[[ INPUT, beginning ]]

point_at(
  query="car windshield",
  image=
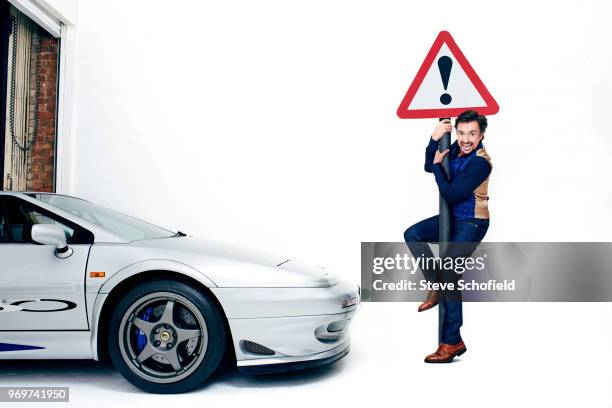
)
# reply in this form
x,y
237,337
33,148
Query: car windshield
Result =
x,y
124,226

[[ INPUT, end ]]

● PROBLEM
Write out exactly the lines that begin at the one containing "# reply in this form" and continue through the last line of the data, and only those.

● YOUR SOLUTION
# reply in this form
x,y
237,337
33,148
Query: car windshield
Result =
x,y
124,226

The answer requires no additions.